Location identification entries
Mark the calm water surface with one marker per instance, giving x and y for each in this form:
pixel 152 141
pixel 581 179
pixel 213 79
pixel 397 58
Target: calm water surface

- **WHAT YOU ARE ASKED TO DO**: Can you edit the entries above so that every "calm water surface" becomes "still water surface", with everything else left unchanged?

- **RESULT BELOW**:
Mark the still water surface with one marker per instance, giving x and y for each in this form:
pixel 152 141
pixel 581 179
pixel 213 79
pixel 397 58
Target: still water surface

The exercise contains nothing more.